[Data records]
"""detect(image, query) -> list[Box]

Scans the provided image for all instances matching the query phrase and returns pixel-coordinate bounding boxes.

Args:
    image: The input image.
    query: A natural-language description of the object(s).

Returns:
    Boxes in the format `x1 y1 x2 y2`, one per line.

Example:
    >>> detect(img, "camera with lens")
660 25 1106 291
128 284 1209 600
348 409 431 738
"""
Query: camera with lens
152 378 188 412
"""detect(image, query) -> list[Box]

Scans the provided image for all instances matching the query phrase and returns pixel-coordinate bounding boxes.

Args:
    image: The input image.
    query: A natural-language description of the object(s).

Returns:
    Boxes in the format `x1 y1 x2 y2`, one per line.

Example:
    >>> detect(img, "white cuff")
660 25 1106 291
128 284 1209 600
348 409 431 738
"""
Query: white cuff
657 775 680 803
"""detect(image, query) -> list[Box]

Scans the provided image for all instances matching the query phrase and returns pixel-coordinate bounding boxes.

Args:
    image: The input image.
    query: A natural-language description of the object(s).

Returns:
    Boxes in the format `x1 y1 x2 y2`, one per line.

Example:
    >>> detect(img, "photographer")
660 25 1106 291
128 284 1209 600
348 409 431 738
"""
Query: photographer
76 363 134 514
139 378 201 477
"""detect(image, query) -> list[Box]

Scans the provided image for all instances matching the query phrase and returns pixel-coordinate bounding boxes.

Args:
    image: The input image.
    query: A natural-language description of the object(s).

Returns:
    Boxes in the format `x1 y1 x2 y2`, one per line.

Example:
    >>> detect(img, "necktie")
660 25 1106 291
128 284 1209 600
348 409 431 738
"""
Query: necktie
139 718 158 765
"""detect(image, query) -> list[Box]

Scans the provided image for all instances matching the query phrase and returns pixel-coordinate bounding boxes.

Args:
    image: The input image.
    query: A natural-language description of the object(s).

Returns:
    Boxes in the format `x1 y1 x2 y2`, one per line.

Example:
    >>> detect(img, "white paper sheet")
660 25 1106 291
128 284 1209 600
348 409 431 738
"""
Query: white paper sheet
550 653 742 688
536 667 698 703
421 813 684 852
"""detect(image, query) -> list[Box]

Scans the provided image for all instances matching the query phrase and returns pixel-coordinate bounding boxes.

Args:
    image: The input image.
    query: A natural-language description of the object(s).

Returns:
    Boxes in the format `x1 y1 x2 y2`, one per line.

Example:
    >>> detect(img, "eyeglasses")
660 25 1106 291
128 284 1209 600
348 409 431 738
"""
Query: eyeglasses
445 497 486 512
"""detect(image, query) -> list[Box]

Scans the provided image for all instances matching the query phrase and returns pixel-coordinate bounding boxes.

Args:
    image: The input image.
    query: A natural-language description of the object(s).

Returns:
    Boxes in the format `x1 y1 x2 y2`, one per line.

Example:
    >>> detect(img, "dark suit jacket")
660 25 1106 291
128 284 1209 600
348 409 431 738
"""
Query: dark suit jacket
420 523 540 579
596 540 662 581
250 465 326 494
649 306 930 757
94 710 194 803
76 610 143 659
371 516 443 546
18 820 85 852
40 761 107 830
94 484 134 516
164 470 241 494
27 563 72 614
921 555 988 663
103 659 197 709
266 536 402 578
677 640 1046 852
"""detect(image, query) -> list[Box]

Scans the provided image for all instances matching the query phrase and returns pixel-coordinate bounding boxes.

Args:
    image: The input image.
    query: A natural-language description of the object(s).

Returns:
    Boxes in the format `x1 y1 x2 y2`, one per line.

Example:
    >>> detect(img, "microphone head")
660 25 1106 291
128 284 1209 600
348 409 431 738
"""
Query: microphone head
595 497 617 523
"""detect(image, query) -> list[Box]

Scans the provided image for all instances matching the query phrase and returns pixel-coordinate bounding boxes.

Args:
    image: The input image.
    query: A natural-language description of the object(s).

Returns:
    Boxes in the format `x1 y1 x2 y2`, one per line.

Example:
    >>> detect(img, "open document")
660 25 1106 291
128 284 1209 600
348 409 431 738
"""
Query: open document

» Work to be completed
List every line in the data records above that contains the word "with".

» Solution
    >>> detect(img, "camera with lens")
Query: camera with lens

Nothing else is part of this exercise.